Extract provided:

I find it funny you calling them lazy when they consistently publish pieces with tests of far more games than the vast majority of other sites/channels and do not just rely on built in benchmarks. This takes an enormous amount of time, far more than most anyone else is willing to put in. Even if they had only done a limited amount of games, it's not lazy, it's sticking to their testing methodology between tests which is exactly what they should do. Reviewers don't have infinite time and again, it's not their responsibility to completely debug any results that seem off. It is their responsibility to ensure consistent testing methodology and to triple check all of their settings and methods to make sure nothing is wrong on their end. If they've done that (which they say they have) then they should publish. The community can give feedback and are free to try to replicate their results. I still haven't heard anyone point out what they've done that is obviously flawed. They just point to a number and think it's too big. If anything, my complaint would be that they are using system power consumption to compare CPU efficiency in the first place because of the large amount of variables you can't really control to say which CPU is more efficient in this instance. I typically ignore system consumption numbers for CPU tests for this reason.

They're the only ones that seem to have this particular issue. The scheduler isn't random, it's deterministic. If it's actually a bug with the scheduler it should be reproducible by others.

I'm sure it's not actually random, I wasn't using that word in a technical or strict sense.

But the exact cause of the issue is besides the point. You have a hypothesis right here - that it's a scheduling issue. It would be absolutely trivial for HWUB to disable E-cores, rerun the test, and make a conclusion on that hypothesis. Yet they couldn't be bothered to put in that minimal amount of effort?

What you need to do:
a – In the forum thread about CPU benchmark testing, what does the first poster say they typically ignore in CPU tests?
b – Write the next part of the forum thread about CPU benchmark testing, picking up after its final post.

Source excerpt:
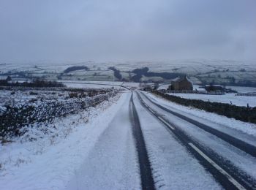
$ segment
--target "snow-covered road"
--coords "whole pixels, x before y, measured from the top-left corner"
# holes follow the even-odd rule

Expected results:
a – System power consumption numbers.

b –
I don't understand why people insist they're such a reputable outlet while defending their unwillingness to put even a minimal amount of effort into validating their results.

Maybe they will investigate further, I hope they do, but let's just say that it is a bug with the hybrid setup, does that make their results invalid just because they didn't figure out what was causing it? The only way the result is invalid is if they made a mistake with their setup or how they tested. If they've retested 5 times and had the same results, that's an honest effort to make sure that the issue isn't on their end. No one is perfect and everyone can make mistakes, even after retesting, but that doesn't mean we automatically assume it's their mistake and label their results invalid. JT tested a larger number of games and had similar overall results but no one seems to be calling out that channel. TPUs gaming summary rankings had some significant shifts over short periods of time and significant shifts again when they tested a larger set of games, but no one seems to find these things interesting. It's weird to me that people get so up in arms over which tests are valid because it shows one side or the other winning by a meaningless amount.

eek2121 · Dec 10, 2022

Carfax83 said:
Well I definitely agree with you about this. We don't have enough data to really come to a final conclusion about what happened. In the end it doesn't really matter. I've already unsubscribed from HWUB and if anyone asks me whether they are a quality reviewer I will tell them no. Quality reviewers don't publish anomalous results without investigating what, why, how and when until they come up with a reasonable explanation.

CapFrameX's twitter account posted performance numbers for Plague Requiem and they found poor performance on the 7950x compared to the 13900K in a populated area of the game. And since I own the game, I posted screenshots with MSI Afterburner of what I thought was the area in question, but it turns out the area that CapFrameX was referring to was in a much later chapter. The area that I investigated was in the early part of the game and I found out that it had occlusion culling issues that caused low GPU usage without spiking CPU usage, which ruled out a CPU bottleneck. I'm sure it was occlusion culling related as the camera angle had a strong impact on the framerate.

Anyway, I think I'm in the chapter now that CapFrameX was alluding to so when I get to the particular area, I will do a framerate analysis and see if there is any shenanigans going on that could explain the low performance on the 7950x.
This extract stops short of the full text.